**** SOURCE DATA ****

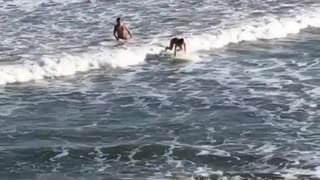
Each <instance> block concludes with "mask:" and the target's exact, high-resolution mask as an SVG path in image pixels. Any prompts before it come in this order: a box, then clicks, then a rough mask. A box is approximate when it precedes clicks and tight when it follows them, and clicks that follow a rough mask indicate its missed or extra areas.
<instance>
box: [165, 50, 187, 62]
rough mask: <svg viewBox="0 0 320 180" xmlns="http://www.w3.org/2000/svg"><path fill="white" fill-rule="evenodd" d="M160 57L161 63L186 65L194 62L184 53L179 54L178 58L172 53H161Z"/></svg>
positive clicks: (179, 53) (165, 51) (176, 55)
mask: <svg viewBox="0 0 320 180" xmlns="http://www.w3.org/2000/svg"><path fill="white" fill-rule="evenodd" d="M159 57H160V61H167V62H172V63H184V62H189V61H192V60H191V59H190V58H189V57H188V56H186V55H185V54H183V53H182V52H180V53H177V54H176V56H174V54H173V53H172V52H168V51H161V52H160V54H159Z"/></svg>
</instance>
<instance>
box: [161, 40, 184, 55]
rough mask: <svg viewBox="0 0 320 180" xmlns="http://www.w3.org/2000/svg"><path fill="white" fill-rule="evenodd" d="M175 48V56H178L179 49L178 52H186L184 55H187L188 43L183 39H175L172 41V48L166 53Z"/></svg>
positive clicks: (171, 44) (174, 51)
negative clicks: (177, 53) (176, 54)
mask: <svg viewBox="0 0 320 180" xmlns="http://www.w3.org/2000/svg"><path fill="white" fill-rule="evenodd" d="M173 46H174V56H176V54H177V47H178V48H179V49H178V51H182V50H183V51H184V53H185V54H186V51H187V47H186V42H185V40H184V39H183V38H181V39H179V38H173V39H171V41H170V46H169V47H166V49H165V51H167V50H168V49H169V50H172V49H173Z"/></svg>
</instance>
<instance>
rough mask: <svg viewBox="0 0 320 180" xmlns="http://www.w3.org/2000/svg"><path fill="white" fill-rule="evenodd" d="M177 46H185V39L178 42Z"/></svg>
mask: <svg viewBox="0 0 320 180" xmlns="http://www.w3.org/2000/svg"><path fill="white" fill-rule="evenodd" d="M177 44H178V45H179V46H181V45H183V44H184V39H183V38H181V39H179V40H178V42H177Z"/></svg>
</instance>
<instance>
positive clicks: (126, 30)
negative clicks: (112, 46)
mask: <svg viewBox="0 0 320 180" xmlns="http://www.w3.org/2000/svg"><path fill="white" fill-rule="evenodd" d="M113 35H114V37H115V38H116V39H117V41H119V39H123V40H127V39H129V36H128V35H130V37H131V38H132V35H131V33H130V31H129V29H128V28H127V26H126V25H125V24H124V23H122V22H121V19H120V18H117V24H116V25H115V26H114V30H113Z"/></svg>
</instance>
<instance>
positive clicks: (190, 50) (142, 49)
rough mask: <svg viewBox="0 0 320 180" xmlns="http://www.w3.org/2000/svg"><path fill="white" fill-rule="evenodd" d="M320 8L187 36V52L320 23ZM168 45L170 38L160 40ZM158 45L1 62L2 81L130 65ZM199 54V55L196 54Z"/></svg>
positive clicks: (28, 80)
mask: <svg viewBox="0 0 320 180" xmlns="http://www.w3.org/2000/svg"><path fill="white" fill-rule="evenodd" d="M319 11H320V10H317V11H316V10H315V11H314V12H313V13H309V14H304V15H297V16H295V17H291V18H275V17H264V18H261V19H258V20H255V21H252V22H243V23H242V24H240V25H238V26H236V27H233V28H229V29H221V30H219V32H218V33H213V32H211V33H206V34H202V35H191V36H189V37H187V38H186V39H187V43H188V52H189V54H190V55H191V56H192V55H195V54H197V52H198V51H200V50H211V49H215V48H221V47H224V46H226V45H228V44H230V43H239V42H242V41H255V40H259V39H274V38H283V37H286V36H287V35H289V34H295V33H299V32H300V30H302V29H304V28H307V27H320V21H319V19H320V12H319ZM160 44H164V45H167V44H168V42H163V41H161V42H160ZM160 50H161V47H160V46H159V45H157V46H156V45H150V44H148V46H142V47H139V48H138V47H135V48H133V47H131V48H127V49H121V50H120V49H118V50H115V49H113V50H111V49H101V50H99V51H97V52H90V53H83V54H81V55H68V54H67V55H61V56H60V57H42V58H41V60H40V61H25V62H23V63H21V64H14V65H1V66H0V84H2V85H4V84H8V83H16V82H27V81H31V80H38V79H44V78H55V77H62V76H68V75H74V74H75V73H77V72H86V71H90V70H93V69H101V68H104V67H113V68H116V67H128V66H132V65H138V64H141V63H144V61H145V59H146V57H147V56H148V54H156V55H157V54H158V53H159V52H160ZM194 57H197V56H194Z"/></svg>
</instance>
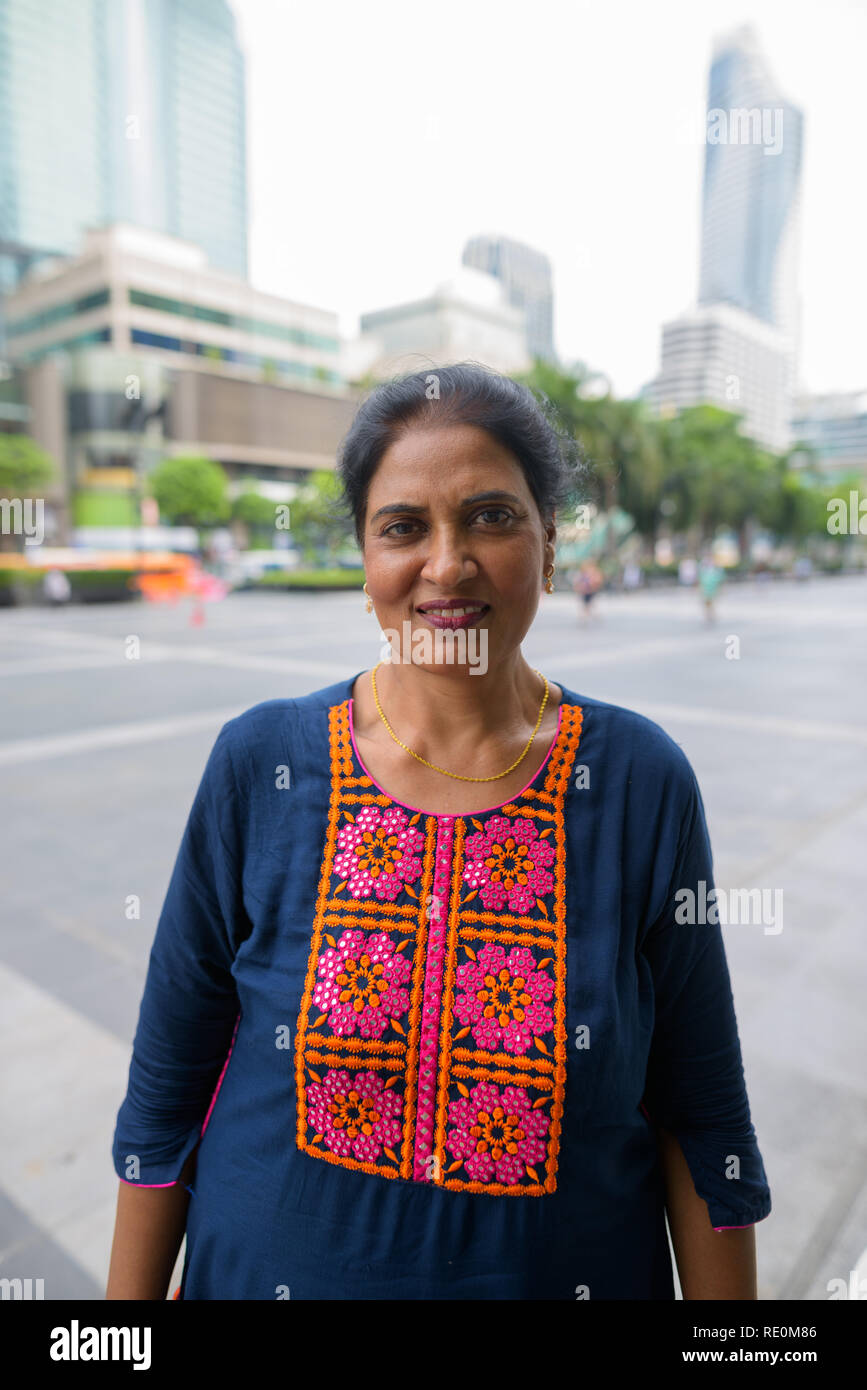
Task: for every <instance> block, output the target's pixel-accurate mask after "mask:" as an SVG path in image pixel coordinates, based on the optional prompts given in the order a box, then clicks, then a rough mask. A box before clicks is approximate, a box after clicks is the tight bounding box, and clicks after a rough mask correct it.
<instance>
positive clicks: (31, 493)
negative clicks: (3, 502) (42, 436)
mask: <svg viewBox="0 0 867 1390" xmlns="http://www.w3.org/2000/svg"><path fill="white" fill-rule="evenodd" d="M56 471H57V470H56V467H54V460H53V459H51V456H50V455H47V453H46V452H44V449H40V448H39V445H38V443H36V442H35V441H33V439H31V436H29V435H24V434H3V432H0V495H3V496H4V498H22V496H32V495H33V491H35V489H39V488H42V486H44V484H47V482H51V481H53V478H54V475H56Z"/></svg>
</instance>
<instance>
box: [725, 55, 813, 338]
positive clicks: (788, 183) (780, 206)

****

Start to finish, write out the data above exactly, omitting all pictures.

Each <instance> block concludes with "mask:" and the target's exact, high-resolution mask as an SVG path in image pixels. Any prompts before it come in this order: a box, then clicks, then a rough mask. A box is approximate when it precedes clicks and tight when it follows them, and clicks that follow a rough mask indicate its missed or extra areas.
<instance>
box: [165, 50, 187, 62]
rough mask: <svg viewBox="0 0 320 180" xmlns="http://www.w3.org/2000/svg"><path fill="white" fill-rule="evenodd" d="M160 57L161 63L186 65L194 62L184 53L179 54L178 58L172 53H161Z"/></svg>
positive clicks: (179, 53) (165, 51) (176, 55)
mask: <svg viewBox="0 0 320 180" xmlns="http://www.w3.org/2000/svg"><path fill="white" fill-rule="evenodd" d="M159 57H160V61H167V62H172V63H184V62H189V61H192V60H191V59H190V58H189V57H188V56H186V55H185V54H183V53H182V52H180V53H177V54H176V56H174V54H173V53H172V52H168V51H161V52H160V54H159Z"/></svg>
</instance>
<instance>
box: [161, 40, 184, 55]
rough mask: <svg viewBox="0 0 320 180" xmlns="http://www.w3.org/2000/svg"><path fill="white" fill-rule="evenodd" d="M175 48V56H178L179 49L178 52H186L184 55H187L188 43L183 39H175L172 41V48L166 53Z"/></svg>
positive clicks: (171, 44) (174, 51)
negative clicks: (177, 53) (176, 54)
mask: <svg viewBox="0 0 320 180" xmlns="http://www.w3.org/2000/svg"><path fill="white" fill-rule="evenodd" d="M173 46H174V56H176V54H177V47H178V48H179V49H178V51H182V50H183V51H184V53H185V54H186V51H187V47H186V42H185V40H184V39H183V38H181V39H179V38H173V39H171V41H170V46H169V47H166V49H165V51H167V50H168V49H169V50H172V49H173Z"/></svg>
</instance>
<instance>
rough mask: <svg viewBox="0 0 320 180" xmlns="http://www.w3.org/2000/svg"><path fill="white" fill-rule="evenodd" d="M177 46H185V39L178 42Z"/></svg>
mask: <svg viewBox="0 0 320 180" xmlns="http://www.w3.org/2000/svg"><path fill="white" fill-rule="evenodd" d="M177 44H178V45H179V46H181V45H183V44H184V39H183V38H181V39H179V40H178V42H177Z"/></svg>
</instance>
<instance>
positive clicks: (126, 30)
negative clicks: (112, 46)
mask: <svg viewBox="0 0 320 180" xmlns="http://www.w3.org/2000/svg"><path fill="white" fill-rule="evenodd" d="M113 35H114V37H115V38H116V39H117V41H119V39H123V40H127V39H129V36H128V35H130V37H131V38H132V35H131V33H130V31H129V29H128V28H127V26H126V25H125V24H124V23H122V22H121V19H120V18H117V24H116V25H115V26H114V30H113Z"/></svg>
</instance>
<instance>
positive clicks: (190, 50) (142, 49)
rough mask: <svg viewBox="0 0 320 180" xmlns="http://www.w3.org/2000/svg"><path fill="white" fill-rule="evenodd" d="M320 8L187 36V52L320 23ZM168 45L170 38L160 40ZM158 45L1 62L2 81L130 65ZM199 54V55L196 54Z"/></svg>
positive clicks: (28, 80)
mask: <svg viewBox="0 0 320 180" xmlns="http://www.w3.org/2000/svg"><path fill="white" fill-rule="evenodd" d="M319 11H320V10H317V11H316V10H315V11H314V12H313V13H309V14H304V15H297V16H295V17H291V18H275V17H264V18H261V19H258V20H255V21H252V22H243V23H242V24H240V25H238V26H236V27H233V28H229V29H221V30H219V32H218V33H213V32H211V33H206V34H202V35H191V36H189V37H187V38H186V39H187V43H188V52H189V54H190V55H191V56H192V55H195V54H197V52H198V51H200V50H211V49H215V48H221V47H224V46H226V45H228V44H230V43H239V42H242V41H255V40H259V39H274V38H283V37H286V36H287V35H289V34H295V33H299V32H300V30H302V29H304V28H307V27H320V21H319V19H320V12H319ZM160 44H164V45H167V44H168V42H163V41H161V42H160ZM160 50H161V47H160V46H159V45H157V46H156V45H150V44H148V46H142V47H139V48H138V47H135V48H133V47H131V48H127V49H121V50H120V49H118V50H115V49H113V50H111V49H101V50H99V51H97V52H90V53H83V54H81V55H68V54H67V55H61V56H60V57H42V58H41V60H40V61H25V62H23V63H21V64H14V65H1V66H0V84H2V85H4V84H8V83H16V82H27V81H31V80H38V79H44V78H55V77H62V76H68V75H74V74H75V73H77V72H86V71H90V70H93V69H101V68H104V67H113V68H116V67H128V66H132V65H138V64H141V63H144V61H145V59H146V57H147V56H148V54H156V55H157V54H158V53H159V52H160ZM194 57H197V56H194Z"/></svg>
</instance>
Task: for every <instance> block, output the target's pixel-accurate mask after "mask:" as an SVG path in image pixel coordinates, based on the optional prompts given in the order a box, then clicks, then a rough mask. A box before clicks is approximate, a box after clicks is the tight bounding box, and clicks after a rough mask correct it.
<instance>
positive clicks: (31, 493)
negative clicks: (3, 502) (42, 436)
mask: <svg viewBox="0 0 867 1390" xmlns="http://www.w3.org/2000/svg"><path fill="white" fill-rule="evenodd" d="M56 471H57V470H56V467H54V460H53V459H51V456H50V455H47V453H46V452H44V449H40V448H39V445H38V443H36V442H35V441H33V439H31V436H29V435H24V434H3V432H0V495H3V496H4V498H22V496H32V495H33V491H35V489H39V488H42V486H44V484H47V482H51V481H53V478H54V475H56Z"/></svg>
</instance>
<instance>
box: [725, 55, 813, 338]
positive clicks: (788, 183) (780, 206)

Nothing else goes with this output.